Task statement: Continue the passage below about the radiation dose study at the Fernald uranium plant, starting after its last sentence.

Excerpt to read:
▬▬▬▬▬▬

The Centers for Disease Control and Prevention contracted Risk Assessment Corporation to estimate the doses and risks to the public from radioactive materials released from the Fernald Feed Materials Production Center (FMPC) during its 38 years of operations, from 1951 through 1988. The FMPC is located near Fernald, Ohio, about 15 miles northwest of Cincinnati, Ohio, and processed uranium compounds for nuclear weapons production, as well as some uranium ore and thorium. Some waste materials with high radium content from processes in the early 1950s were stored in silos on the site. RAC’s work was reviewed
by the National Academy of Sciences. When the work was completed in 1999, the citizens around Fernald and the organizations responsible for operation of the facility had a much clearer understanding of the health risks that may have been received by the public from releases during its operation.

▬▬▬▬▬▬

Data for analysis:
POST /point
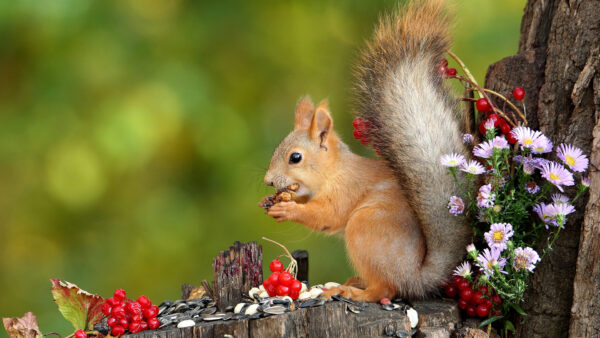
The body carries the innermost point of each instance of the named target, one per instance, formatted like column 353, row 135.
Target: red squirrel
column 392, row 211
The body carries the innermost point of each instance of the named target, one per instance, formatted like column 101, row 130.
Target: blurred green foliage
column 134, row 134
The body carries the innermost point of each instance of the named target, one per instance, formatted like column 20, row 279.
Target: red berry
column 133, row 308
column 80, row 334
column 466, row 294
column 496, row 300
column 135, row 327
column 463, row 285
column 296, row 285
column 111, row 321
column 151, row 312
column 144, row 302
column 441, row 69
column 451, row 291
column 519, row 93
column 483, row 105
column 456, row 280
column 117, row 331
column 274, row 278
column 106, row 309
column 112, row 301
column 504, row 126
column 511, row 138
column 482, row 129
column 477, row 298
column 118, row 311
column 153, row 323
column 270, row 288
column 283, row 290
column 120, row 294
column 482, row 310
column 276, row 265
column 286, row 279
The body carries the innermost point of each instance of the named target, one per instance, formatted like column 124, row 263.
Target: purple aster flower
column 472, row 167
column 485, row 198
column 456, row 205
column 557, row 174
column 545, row 213
column 573, row 157
column 559, row 212
column 486, row 149
column 467, row 138
column 526, row 136
column 541, row 145
column 471, row 248
column 532, row 188
column 585, row 181
column 488, row 260
column 498, row 235
column 452, row 160
column 525, row 258
column 463, row 270
column 560, row 199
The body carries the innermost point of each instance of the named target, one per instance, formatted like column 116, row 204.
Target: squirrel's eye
column 295, row 158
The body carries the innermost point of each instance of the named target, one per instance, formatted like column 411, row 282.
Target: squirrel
column 392, row 211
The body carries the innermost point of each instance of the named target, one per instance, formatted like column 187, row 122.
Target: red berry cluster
column 475, row 301
column 281, row 283
column 361, row 130
column 125, row 314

▬▬▬▬▬▬

Answer:
Significant findings from this work showed that uranium and radon and its decay products were the most important radioactive materials released from the site for off-site residents. Breathing air was the major pathway of exposure, and inhalation of the radon decay products from the silos contributed most of the radiation dose to off-site residents.
Till, J.E., G.G. Killough, K.R. Meyer, W.S. Sinclair, P.G. Voillequé, S.K. Rope, and M.J. Case. 2000. “The Fernald Dosimetry Reconstruction Project.” Technology, Vol. 7 pp270-295.
Meyer, K.R., P.G. Voillequé, D.W. Schmidt, S.K. Rope, G.G. Killough, B. Shleien, R.E. Moore, M.J. Case, and J.E. Till. 1996. “Overview of the Fernald Dosimetry Reconstruction Project and source term estimates for 1951-1988.” Health Physics. 71(4):425-37.